__Provided passage__.
•••

Monday 23d. December

Prisoner on bord ye B

Mr. Moulton & my [rest torn] a little after [rest torn]

[17]

this day we have news that mr. Cosens & Fletcher is Dead [word Crossed out] that was sent to ye Hospital. Nothing More Remarkable

________

Tuesday 24th. 1776

Prisoner on bord ye. Belong

This day a Gentleman Came on bord with a present for ye prisoners of 21 [one letter unclear]. of Beef & Some Rum Nothig more Remarkle.

________

It is possible that the Cossens whose death Hagen reported on December 23 was William Cossens of Wells, listed in the privateer commission of Putnam as her lieutenant, and listed right after John Harmon on Lizard muster list’s enumeration of the prisoners.[32] Fletcher was likely John Fletcher, another member of the Putnam’s crew—possibly the most junior as he was listed last on the muster list of Lizard.[33] Given that he was likely a teenager or very young man, most likely with no dependents, it is difficult to identify him further, although a family connection to a David Fletcher, enlisted in the York county militia for six months of 1775 for the defense of the seacoast and stationed at Biddeford (Saco) is possible.[34]

Hunger and malnutrition were a constant feature of prisoner life: the account of Ethan Allen (who was imprisoned on a hulk in Halifax a few months before Dr. Hagen) also mentioned particularly the lack of food for the prisoners. Allen estimated that the prisoners were not getting more than a third of the standard rations, and described them all as suffering from “violent hunger and faintness.”[35]In addition, he noted that prisoners in Halifax at the time were particularly affected by scurvy.[36]

The deplorable conditions on the prison ships were widely known,[37] and the humanitarian assistance provided by some residents to the prisoners, referred to by Hagen, is of interest in this context. In addition to local matrons taking pity on well-known inmates like Ethan Allen and supplying them with fresh meats, garden produce, and bottles of wine,[38] we also find records of more ordinary charity that bear out Dr. Hagen’s account. Capt. John Hall, Sr., of Granville, Nova Scotia, for example, instructed his son to gift the prisoners with twenty to thirty bushels of potatoes in March 1777, which were then distributed among the prisoners by some of their captains.[39] And Hall was not alone—Boston’s Independent Chronicle noted in 1777 that, “was it not for the kind interpositions of some of the inhabitants of Halifax, the last winter, in supplying [the prisoners] with necessaries, numbers of them must inevitably have perished.”[40]

Some risk appears to have been associated with such charity, drawing to the benefactors the unwanted attention of authorities. Thus, Malachy Salter, a prominent merchant of not-entirely-reliable loyalty to the Crown, who was well known for his assistance to American prisoners, especially those in hospital, ended up on trial for sedition, largely on the evidence of the local Loyalist refugee doctor.[41]

Medical Conditions

In Halifax, the general military hospital and the part of the prison used to treat sick prisoners were essentially contiguous, and both at that time overseen by early Boston refugee Dr. John Jeffries (destined later to gain fame for his ballooning exploits).[42] From the records it is clear that the health situation was getting the better of local officials. The new garrison physician, arriving in 1778, wrote to his superiors that

the mode in which the Rebel jail and Hospital is conducted in this town demands the most serious attention. In both places the prisoners and sick are notoriously crowded, but crammed together. Herrings salted in casks, will best convey to you some idea of their situation. The Dysentery[,] Jail fever, in short, ev’ry disease that acknowledge souldier for its origin, is there almost constantly to be found. Deaths are extremely frequent.[43]

The prison crowding may not have been as extreme in 1776 when Dr. Hagen was in Halifax, but the overall situation was unlikely to have been very much better.

•••

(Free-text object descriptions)
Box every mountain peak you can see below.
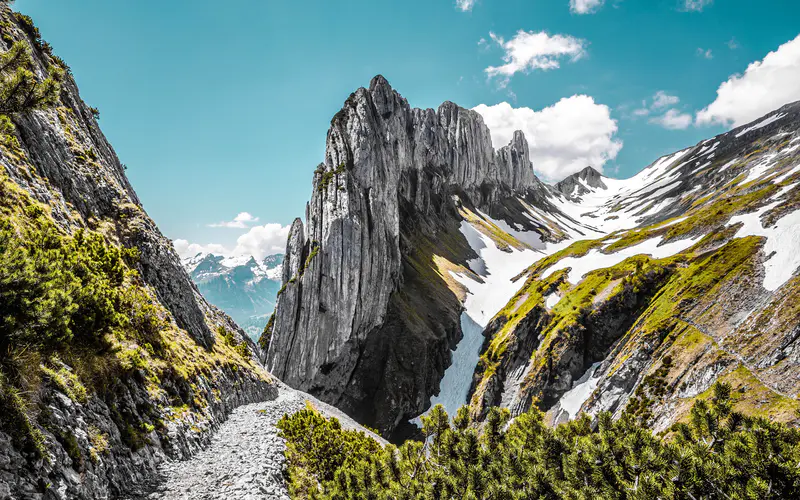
[554,166,606,197]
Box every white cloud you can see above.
[697,36,800,127]
[569,0,605,14]
[172,223,290,260]
[208,212,258,229]
[456,0,475,12]
[653,90,681,109]
[650,108,692,130]
[697,47,714,59]
[632,90,692,124]
[683,0,714,12]
[232,223,290,260]
[485,30,587,87]
[474,95,622,181]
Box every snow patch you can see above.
[558,363,602,420]
[736,113,786,138]
[729,201,800,292]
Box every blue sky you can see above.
[15,0,800,254]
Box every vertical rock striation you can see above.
[266,76,547,433]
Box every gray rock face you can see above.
[0,9,277,499]
[266,76,547,432]
[553,167,606,197]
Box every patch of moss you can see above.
[314,163,346,193]
[40,358,89,403]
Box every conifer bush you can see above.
[278,384,800,499]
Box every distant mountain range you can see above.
[183,253,283,340]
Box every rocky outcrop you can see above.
[266,76,547,433]
[471,103,800,431]
[553,167,606,197]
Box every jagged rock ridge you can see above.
[471,103,800,431]
[266,76,549,433]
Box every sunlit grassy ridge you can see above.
[278,385,800,499]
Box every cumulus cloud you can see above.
[653,90,681,109]
[456,0,475,12]
[485,30,587,87]
[172,223,290,260]
[569,0,605,14]
[683,0,714,12]
[696,36,800,127]
[474,95,622,181]
[232,223,290,259]
[208,212,258,229]
[650,108,692,130]
[172,239,229,259]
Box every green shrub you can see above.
[0,42,64,114]
[278,386,800,499]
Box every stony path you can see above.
[140,385,382,500]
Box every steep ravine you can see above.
[0,9,277,499]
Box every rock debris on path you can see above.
[140,385,383,500]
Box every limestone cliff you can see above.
[0,9,276,498]
[471,103,800,431]
[266,76,548,433]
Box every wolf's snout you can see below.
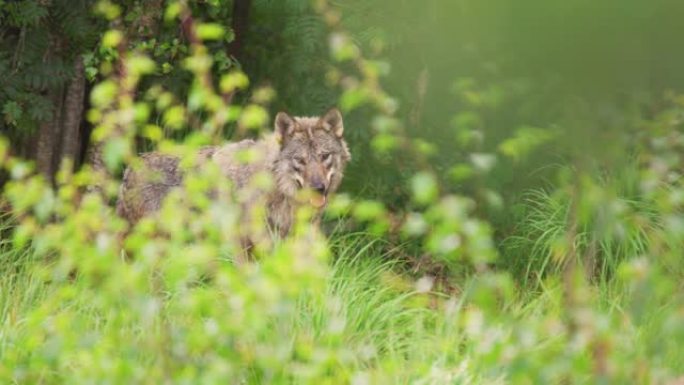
[311,180,326,195]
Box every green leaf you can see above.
[196,23,225,40]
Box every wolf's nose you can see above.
[311,182,325,195]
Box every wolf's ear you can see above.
[320,108,344,138]
[275,112,297,141]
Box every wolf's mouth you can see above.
[309,194,328,209]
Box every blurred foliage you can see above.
[0,0,684,384]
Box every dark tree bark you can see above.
[36,87,64,181]
[230,0,252,60]
[55,55,85,167]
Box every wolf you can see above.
[116,108,351,237]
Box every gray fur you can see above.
[117,109,350,236]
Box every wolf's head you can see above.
[274,108,351,208]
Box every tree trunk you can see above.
[55,55,85,167]
[36,87,64,181]
[230,0,252,60]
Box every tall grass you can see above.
[0,228,684,384]
[502,189,657,286]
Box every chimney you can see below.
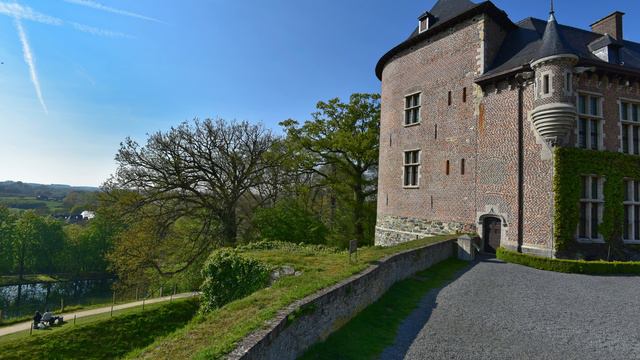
[591,11,624,41]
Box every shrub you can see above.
[201,249,269,312]
[496,248,640,275]
[236,240,344,254]
[253,200,328,244]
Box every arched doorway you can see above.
[482,216,502,254]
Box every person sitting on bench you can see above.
[33,310,42,329]
[42,309,62,326]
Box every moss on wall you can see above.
[553,148,640,256]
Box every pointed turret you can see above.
[531,1,578,146]
[533,2,577,63]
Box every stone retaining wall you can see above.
[228,239,456,360]
[375,216,476,246]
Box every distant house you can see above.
[80,210,96,220]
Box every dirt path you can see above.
[0,292,196,336]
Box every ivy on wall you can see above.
[553,148,640,254]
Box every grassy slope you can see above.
[130,235,453,359]
[0,299,198,359]
[0,273,112,286]
[302,259,468,360]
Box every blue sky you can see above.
[0,0,640,185]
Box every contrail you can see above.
[15,18,49,115]
[64,0,165,24]
[69,22,133,39]
[0,2,63,25]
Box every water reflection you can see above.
[0,280,113,319]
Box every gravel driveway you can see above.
[382,260,640,360]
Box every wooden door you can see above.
[483,218,502,254]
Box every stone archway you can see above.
[482,216,502,254]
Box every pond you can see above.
[0,279,113,319]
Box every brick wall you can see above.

•••

__Assignment__. Can you print the Halifax prisoner passage word for word, starting at "Mr. Moulton &" and ending at "Nothig more Remarkle."? Nothing here depends on the entries.

__Result__.
Mr. Moulton & my [rest torn] a little after [rest torn]

[17]

this day we have news that mr. Cosens & Fletcher is Dead [word Crossed out] that was sent to ye Hospital. Nothing More Remarkable

________

Tuesday 24th. 1776

Prisoner on bord ye. Belong

This day a Gentleman Came on bord with a present for ye prisoners of 21 [one letter unclear]. of Beef & Some Rum Nothig more Remarkle.